Exercise 1: In the excerpt on horse protein and amino acids, which essential amino acid is named as the most important for growth?
Exercise 2: Resume the excerpt on horse protein and amino acids from its last sentence.

Excerpted text:

::::::

The body can change some amino acids into different combinations, but others can only be created by green plants, which a horse must eat. The ten that can’t be synthesized by the body are essential amino acids. If one essential amino acid for a certain protein is missing from the diet, the synthesis of that particular protein cannot continue. Its absence may prevent normal growth even if the diet contains an adequate supply of all the other ingredients. The growing horse is similar to a house being built. Even if all the other materials are there, the structure cannot progress if the carpenter runs out of nails.
 But the other materials cannot be stored until the necessary amino acid shows up. Unable to create the growth protein needed, the body converts the rest of the amino acids into energy instead — an inefficient form of fuel. Lysine is considered the most important essential amino acid for growth; without it the body has trouble using any of the other amino acids. Feeds that are rich in lysine include alfalfa, soybean meal, and milk casein (such as dried skim milk); grains and grass hay are much lower in this important nutrient.

How Much Protein Is Enough? 

How do pregnant mares and young horses manage in the wild on a diet of grasses? Mares foal in late spring or early summer when grass is green and growing, at its peak for protein quality and quantity. New spring grass may be as much as 22 percent digestible protein. The mare that foals in late spring or early summer has adequate protein for late pregnancy and her first months of lactation. Problems in equine nutrition come with the artificial conditions we impose with domestication by having mares foal early, before green grass; keeping them in stalls or paddocks without access to good quality pasture (necessitating a hay and grain diet); and having to balance the diet appropriately for protein quantity and quality. Protein requirements diminish as a horse grows up. Primary development of bone and muscle occurs early in life (during the last trimester of gestation and in the first months after birth when he is growing fastest).

::::::

Entries shown:
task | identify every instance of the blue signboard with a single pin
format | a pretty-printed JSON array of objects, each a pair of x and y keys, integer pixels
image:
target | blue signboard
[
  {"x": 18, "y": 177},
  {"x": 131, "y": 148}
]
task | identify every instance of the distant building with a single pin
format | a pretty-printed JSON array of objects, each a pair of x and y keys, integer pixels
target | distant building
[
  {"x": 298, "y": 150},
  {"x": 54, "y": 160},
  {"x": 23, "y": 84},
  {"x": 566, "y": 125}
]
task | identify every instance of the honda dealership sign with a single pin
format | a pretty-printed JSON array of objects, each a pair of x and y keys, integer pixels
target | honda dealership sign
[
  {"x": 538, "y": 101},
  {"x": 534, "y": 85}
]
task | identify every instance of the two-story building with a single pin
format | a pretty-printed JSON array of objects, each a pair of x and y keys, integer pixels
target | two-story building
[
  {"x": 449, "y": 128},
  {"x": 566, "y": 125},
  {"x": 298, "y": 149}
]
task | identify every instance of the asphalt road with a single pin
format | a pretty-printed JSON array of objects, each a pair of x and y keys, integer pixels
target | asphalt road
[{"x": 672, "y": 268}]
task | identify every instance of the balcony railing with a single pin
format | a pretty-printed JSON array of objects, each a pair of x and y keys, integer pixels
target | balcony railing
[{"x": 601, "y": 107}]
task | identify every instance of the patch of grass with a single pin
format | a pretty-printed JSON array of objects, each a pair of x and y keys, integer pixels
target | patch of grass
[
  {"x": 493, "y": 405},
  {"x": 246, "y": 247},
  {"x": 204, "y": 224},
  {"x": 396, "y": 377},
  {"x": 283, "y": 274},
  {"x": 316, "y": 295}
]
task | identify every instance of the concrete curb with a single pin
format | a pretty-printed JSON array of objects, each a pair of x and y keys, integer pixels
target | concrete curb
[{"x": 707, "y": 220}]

::::::

Response area 1: Lysine.

Response area 2:
 By the time the foal is weaned, his protein needs are much less. Domestic horses are more often overfed than underfed. Many people assume that if a little protein is good, more is better. It’s true that a deficiency in protein can make a young horse slow growing, but most well-fed horses receive more protein than they need. The overfed mature horse on a generous ration of alfalfa hay and high-protein sweet feed must break down the excess to be used as energy or stored as fat, an inefficient process that produces six times more heat than the breakdown of carbohydrates or fats, while yielding less energy.
 Protein not used immediately by the body is broken down to release nitrogen atoms, which then combine with other atoms to become ammonia and urea molecules, which are excreted in urine. A horse on a high protein diet drinks more water than normal to help flush the by-products of protein breakdown, and thus produces more urine. This can lead to wet bedding in stalls, plus irritation of respiratory passages from increased ammonia. Some researchers think the high levels of ammonia in stalls where racehorses are confined — on high-protein diets — contribute to exerciseinduced lung bleeding, due to the respiratory irritation.